[Records held in a dataset]
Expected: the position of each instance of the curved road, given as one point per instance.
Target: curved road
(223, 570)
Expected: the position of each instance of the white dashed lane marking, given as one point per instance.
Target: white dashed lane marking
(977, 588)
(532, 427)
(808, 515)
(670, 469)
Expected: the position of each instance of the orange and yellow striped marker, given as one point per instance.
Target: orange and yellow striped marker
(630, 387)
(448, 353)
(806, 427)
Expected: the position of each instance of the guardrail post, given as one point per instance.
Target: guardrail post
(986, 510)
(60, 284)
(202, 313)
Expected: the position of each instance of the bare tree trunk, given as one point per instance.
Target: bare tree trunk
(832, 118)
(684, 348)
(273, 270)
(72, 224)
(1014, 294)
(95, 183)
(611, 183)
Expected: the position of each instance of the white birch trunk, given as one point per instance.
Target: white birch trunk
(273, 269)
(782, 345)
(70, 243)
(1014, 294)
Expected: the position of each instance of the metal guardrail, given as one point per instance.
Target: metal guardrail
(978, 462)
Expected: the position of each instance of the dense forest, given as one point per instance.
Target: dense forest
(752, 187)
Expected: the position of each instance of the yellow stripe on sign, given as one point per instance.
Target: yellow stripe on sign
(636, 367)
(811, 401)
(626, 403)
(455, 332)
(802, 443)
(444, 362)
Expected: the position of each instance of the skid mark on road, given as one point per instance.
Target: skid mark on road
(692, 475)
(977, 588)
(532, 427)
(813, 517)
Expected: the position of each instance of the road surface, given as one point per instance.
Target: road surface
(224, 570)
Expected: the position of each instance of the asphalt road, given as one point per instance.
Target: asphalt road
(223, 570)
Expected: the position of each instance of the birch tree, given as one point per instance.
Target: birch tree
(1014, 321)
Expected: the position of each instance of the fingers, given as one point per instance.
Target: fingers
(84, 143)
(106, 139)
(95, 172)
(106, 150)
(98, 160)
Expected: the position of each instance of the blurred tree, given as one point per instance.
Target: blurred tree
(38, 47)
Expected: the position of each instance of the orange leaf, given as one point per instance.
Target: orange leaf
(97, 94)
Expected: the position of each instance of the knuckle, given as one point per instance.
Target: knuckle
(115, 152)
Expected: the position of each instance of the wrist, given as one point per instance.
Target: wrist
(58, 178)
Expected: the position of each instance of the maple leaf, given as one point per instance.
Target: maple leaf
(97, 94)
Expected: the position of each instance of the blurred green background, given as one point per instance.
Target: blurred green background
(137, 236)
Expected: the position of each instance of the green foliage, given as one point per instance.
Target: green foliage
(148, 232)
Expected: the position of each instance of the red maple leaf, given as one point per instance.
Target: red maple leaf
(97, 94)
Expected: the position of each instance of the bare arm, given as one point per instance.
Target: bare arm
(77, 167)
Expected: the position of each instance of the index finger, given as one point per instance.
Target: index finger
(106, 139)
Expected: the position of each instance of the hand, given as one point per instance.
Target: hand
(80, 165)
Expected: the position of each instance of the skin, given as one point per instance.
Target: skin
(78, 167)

- [What you are asked to do]: Reproduce every line of the listing above word for word.

- [Answer below]:
Expected: the position of each instance of the curved road, given as one point per instance.
Target: curved road
(223, 570)
Expected: the position of each instance of the white dashed lane marking, given as one point per instance.
Target: white dashed lane marking
(977, 588)
(532, 427)
(808, 515)
(670, 469)
Expected: the position of each instance of the orange and yellow striped marker, given as one point per instance.
Target: orange and yellow striped marker
(630, 387)
(448, 353)
(806, 427)
Expected: the position of each instance of the guardrail post, given as one point per instance.
Target: guardrail post
(986, 510)
(60, 284)
(202, 313)
Expected: the position of each instance of the bare tree trunk, given as one point per instance.
Target: bare tree trunk
(832, 118)
(684, 348)
(273, 270)
(72, 224)
(1014, 294)
(95, 183)
(611, 183)
Expected: the position of each instance of the white birch trunk, given as one point per instance.
Target: white birch trunk
(273, 269)
(782, 345)
(70, 243)
(1014, 294)
Expected: the position of each instance of the metal guardrail, given as one point per instance.
Target: metal guardrail
(978, 462)
Expected: the position of each instance of the dense forest, given as one point per instance.
Target: dense forest
(752, 187)
Expected: the position of each instance of the yellow stripe on sign, given as one point per instance.
Target: yellow stripe on sign
(636, 367)
(811, 401)
(626, 403)
(455, 332)
(802, 443)
(444, 362)
Expected: the position of each instance of the skid mark on road, given as one point per instance.
Target: skid mark on road
(692, 475)
(977, 588)
(532, 427)
(813, 517)
Expected: the position of each instance of the road surface, given as one point per instance.
Target: road surface
(224, 570)
Expected: the position of each instance of the asphalt road, given as one point per instance.
Target: asphalt road
(223, 570)
Expected: the position of each instance of the birch tree, given as one point per instance.
Target: birch tree
(1014, 321)
Expected: the position of each instance of the fingers, given as one point per instance.
Target: fingers
(84, 143)
(106, 139)
(95, 172)
(106, 150)
(98, 160)
Expected: the position of each instance of the blurred tree, given as one point per instance.
Target: blurred tree
(38, 47)
Expected: the position of each instance of the orange leaf, given as one point per instance.
Target: orange leaf
(97, 94)
Expected: the position of each instance of the knuckle, given as one point per instance.
Target: knuckle
(115, 152)
Expected: the position of each instance of the wrist, given as one point per instance.
Target: wrist
(58, 178)
Expected: the position of each instance of the maple leaf, given as one point per instance.
Target: maple leaf
(97, 94)
Expected: the position of each instance of the blurred green background, given as one point per instance.
Target: blurred green background
(137, 236)
Expected: the position of each instance of the green foliage, given as one point per instance.
Target: green foliage
(148, 232)
Expected: the position of each instance of the red maple leaf, given as one point per instance.
Target: red maple leaf
(97, 94)
Expected: the position of each instance of the bare arm, given as one point per instance.
Target: bare arm
(77, 167)
Expected: the position of each instance of the index finger, given as one point per instance.
Target: index finger
(106, 139)
Expected: the position of each instance of the hand, given as one point per instance.
Target: hand
(80, 165)
Expected: the position of each instance of the skin, given as one point per instance.
Target: skin
(78, 167)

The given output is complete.